▸ ACTIVITY
Would you please repeat the data that follows, exactly as it reads?

(DATASET CONTENT)

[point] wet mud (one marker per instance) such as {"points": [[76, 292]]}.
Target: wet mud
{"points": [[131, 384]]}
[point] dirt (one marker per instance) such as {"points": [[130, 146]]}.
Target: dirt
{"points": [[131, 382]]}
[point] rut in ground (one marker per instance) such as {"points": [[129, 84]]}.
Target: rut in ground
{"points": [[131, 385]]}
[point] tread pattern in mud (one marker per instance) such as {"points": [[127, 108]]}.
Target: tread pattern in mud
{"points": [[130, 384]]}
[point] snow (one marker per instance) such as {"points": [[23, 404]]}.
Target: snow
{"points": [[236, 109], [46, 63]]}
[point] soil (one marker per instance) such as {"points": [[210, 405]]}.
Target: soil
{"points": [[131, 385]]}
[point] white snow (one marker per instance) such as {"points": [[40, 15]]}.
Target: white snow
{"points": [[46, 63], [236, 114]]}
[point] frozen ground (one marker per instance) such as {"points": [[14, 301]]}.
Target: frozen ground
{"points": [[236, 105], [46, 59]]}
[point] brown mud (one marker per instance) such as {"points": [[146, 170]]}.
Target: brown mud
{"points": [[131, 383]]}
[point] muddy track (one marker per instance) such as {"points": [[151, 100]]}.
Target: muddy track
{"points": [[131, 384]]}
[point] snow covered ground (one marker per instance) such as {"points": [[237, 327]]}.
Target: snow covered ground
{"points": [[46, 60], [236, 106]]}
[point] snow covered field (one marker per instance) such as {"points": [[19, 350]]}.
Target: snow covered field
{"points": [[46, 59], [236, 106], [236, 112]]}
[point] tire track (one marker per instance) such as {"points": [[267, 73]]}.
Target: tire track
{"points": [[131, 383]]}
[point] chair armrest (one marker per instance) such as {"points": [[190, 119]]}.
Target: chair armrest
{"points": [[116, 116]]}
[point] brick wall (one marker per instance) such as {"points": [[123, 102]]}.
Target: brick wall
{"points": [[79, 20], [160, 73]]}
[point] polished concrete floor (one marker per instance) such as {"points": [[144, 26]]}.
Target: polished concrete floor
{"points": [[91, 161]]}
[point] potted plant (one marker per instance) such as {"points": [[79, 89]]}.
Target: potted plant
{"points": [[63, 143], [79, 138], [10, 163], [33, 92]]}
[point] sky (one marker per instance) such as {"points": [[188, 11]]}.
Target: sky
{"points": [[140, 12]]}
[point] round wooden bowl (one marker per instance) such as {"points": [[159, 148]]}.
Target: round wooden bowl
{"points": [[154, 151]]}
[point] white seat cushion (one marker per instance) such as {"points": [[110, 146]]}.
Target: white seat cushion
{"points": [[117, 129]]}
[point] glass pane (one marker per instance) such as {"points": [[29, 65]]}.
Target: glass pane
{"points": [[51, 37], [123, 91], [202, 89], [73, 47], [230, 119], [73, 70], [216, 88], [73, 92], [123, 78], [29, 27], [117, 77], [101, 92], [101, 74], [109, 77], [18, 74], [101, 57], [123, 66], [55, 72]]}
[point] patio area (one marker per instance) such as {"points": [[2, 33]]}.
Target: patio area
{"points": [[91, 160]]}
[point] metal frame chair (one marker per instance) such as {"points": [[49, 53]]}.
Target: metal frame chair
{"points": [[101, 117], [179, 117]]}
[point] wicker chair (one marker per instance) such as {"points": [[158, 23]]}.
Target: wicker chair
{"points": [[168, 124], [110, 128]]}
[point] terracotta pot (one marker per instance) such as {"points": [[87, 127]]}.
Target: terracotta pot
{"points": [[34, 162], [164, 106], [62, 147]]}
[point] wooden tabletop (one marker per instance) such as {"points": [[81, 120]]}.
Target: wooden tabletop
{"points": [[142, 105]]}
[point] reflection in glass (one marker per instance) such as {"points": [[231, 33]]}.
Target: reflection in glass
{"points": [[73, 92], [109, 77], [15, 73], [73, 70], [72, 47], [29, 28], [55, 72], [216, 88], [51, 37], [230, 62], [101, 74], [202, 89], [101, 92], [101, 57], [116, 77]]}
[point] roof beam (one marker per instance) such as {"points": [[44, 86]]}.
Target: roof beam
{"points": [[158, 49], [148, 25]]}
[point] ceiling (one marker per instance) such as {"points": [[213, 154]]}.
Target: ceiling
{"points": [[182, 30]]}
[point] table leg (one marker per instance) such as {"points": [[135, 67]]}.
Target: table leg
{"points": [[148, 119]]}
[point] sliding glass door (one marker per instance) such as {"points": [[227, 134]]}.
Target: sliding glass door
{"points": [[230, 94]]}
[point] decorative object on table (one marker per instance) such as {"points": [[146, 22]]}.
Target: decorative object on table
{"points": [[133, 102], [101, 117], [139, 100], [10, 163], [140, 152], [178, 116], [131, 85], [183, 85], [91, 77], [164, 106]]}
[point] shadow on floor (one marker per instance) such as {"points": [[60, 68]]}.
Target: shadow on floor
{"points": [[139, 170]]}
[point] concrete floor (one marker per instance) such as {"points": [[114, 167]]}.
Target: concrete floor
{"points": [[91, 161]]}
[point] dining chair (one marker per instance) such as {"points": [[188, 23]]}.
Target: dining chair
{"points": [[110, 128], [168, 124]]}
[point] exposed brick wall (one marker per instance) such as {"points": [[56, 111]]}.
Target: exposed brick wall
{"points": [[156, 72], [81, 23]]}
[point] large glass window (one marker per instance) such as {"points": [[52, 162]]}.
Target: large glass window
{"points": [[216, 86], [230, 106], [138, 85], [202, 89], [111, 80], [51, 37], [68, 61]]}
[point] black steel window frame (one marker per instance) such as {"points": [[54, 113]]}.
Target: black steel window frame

(End DATASET CONTENT)

▸ RESPONSE TO THIS EXERCISE
[point] wet mud (one marker per instance) such as {"points": [[76, 292]]}.
Target: wet mud
{"points": [[131, 384]]}
[point] dirt (one marker per instance) such as {"points": [[130, 146]]}.
Target: dirt
{"points": [[131, 382]]}
[point] rut in ground (one marker per instance) such as {"points": [[129, 84]]}.
Target: rut in ground
{"points": [[131, 385]]}
[point] tread pattern in mud (one marker per instance) such as {"points": [[127, 108]]}.
Target: tread pattern in mud
{"points": [[130, 384]]}
[point] snow (one marker per instance) such as {"points": [[23, 404]]}.
Target: snow
{"points": [[236, 109], [46, 63]]}
[point] soil (one marker per instance) such as {"points": [[210, 405]]}.
Target: soil
{"points": [[131, 385]]}
[point] white snow (one marker per instance) such as {"points": [[40, 15]]}.
Target: white snow
{"points": [[46, 63], [236, 114]]}
[point] frozen ground (one marker per instance) such as {"points": [[14, 301]]}.
Target: frozen ground
{"points": [[236, 105], [46, 59]]}
[point] brown mud (one marker per instance) such as {"points": [[146, 170]]}.
Target: brown mud
{"points": [[131, 383]]}
[point] muddy track (one marker per instance) such as {"points": [[151, 100]]}.
Target: muddy track
{"points": [[131, 384]]}
[point] snow covered ground (one marker per instance) such as {"points": [[237, 327]]}.
Target: snow covered ground
{"points": [[46, 60], [236, 106]]}
[point] snow covered field (one marker per instance) such as {"points": [[19, 350]]}.
Target: snow covered field
{"points": [[46, 59], [236, 106], [236, 112]]}
[point] tire track (one marker per instance) such as {"points": [[267, 73]]}.
Target: tire track
{"points": [[131, 383]]}
[point] chair armrest (one marker per instance) such as {"points": [[190, 119]]}.
Target: chair armrest
{"points": [[116, 116]]}
[point] brick wall (one marker per instance) such as {"points": [[123, 102]]}.
Target: brick wall
{"points": [[79, 20], [160, 73]]}
[point] polished concrete floor (one marker per instance) such as {"points": [[144, 26]]}.
Target: polished concrete floor
{"points": [[91, 161]]}
[point] potted plant (one marker per instance) such as {"points": [[79, 89]]}.
Target: potted plant
{"points": [[63, 143], [79, 138], [10, 163], [33, 92]]}
[point] sky (one marker per instance) such as {"points": [[188, 11]]}.
Target: sky
{"points": [[140, 12]]}
[point] round wooden bowl (one marker per instance) such as {"points": [[159, 148]]}.
Target: round wooden bowl
{"points": [[154, 151]]}
[point] white seat cushion (one marker per instance) such as {"points": [[110, 146]]}.
Target: white seat cushion
{"points": [[117, 129]]}
[point] glass pane (one marker per instance) such as {"points": [[29, 65]]}.
Target: glass pane
{"points": [[51, 37], [123, 91], [202, 89], [73, 47], [230, 119], [73, 70], [216, 88], [73, 92], [123, 78], [29, 27], [117, 77], [101, 92], [101, 74], [109, 77], [18, 74], [101, 57], [123, 66], [55, 72]]}
[point] patio area (one marker per instance) such as {"points": [[2, 33]]}.
Target: patio area
{"points": [[91, 160]]}
[point] metal frame chair (one marker per instance) such as {"points": [[49, 53]]}.
Target: metal frame chair
{"points": [[101, 117], [179, 117]]}
[point] wicker chair (one marker per instance) such as {"points": [[158, 23]]}.
Target: wicker chair
{"points": [[168, 124], [110, 128]]}
[point] terracotta pot (one marker per instance) such as {"points": [[87, 127]]}.
Target: terracotta pot
{"points": [[34, 162], [164, 106], [62, 147]]}
[point] wooden tabletop (one marker per instance) such as {"points": [[81, 120]]}.
Target: wooden tabletop
{"points": [[142, 105]]}
[point] reflection in glass (one marker per instance) such as {"points": [[231, 33]]}.
Target: reflection in glass
{"points": [[73, 92], [109, 77], [15, 73], [73, 70], [72, 47], [29, 28], [55, 72], [216, 88], [51, 37], [230, 62], [101, 74], [202, 89], [101, 92], [101, 57], [116, 77]]}
[point] roof beam (one marker per instance) such as {"points": [[44, 86]]}.
Target: roof beam
{"points": [[158, 49], [148, 25]]}
[point] ceiling (one marker per instance) such as {"points": [[213, 154]]}.
Target: ceiling
{"points": [[182, 30]]}
[point] table leg (one marker per instance) such as {"points": [[135, 67]]}.
Target: table leg
{"points": [[148, 119]]}
[point] sliding glass door (one marker per instance) such as {"points": [[227, 134]]}.
Target: sliding glass door
{"points": [[230, 94]]}
[point] decorative object on table (one marker per instance) such as {"points": [[146, 22]]}.
Target: decorative object on table
{"points": [[133, 102], [101, 117], [139, 100], [10, 163], [140, 152], [178, 116], [131, 85], [183, 85], [91, 77], [164, 106]]}
[point] shadow on floor (one marker per instance) such as {"points": [[60, 68]]}.
Target: shadow on floor
{"points": [[139, 170]]}
[point] concrete floor (one marker per instance) such as {"points": [[114, 167]]}.
Target: concrete floor
{"points": [[91, 161]]}
[point] dining chair (one marker per instance) such as {"points": [[188, 23]]}.
Target: dining chair
{"points": [[110, 128], [168, 124]]}
[point] exposed brick wall (one marker per instance) such as {"points": [[56, 111]]}.
Target: exposed brick wall
{"points": [[156, 72], [81, 23]]}
[point] large glass window (one marker per instance) such as {"points": [[52, 162]]}.
Target: large glass window
{"points": [[216, 86], [230, 106], [138, 85], [202, 89], [111, 80], [51, 37], [68, 61]]}
[point] black steel window frame (one marker per instance) such as {"points": [[54, 113]]}.
Target: black steel window frame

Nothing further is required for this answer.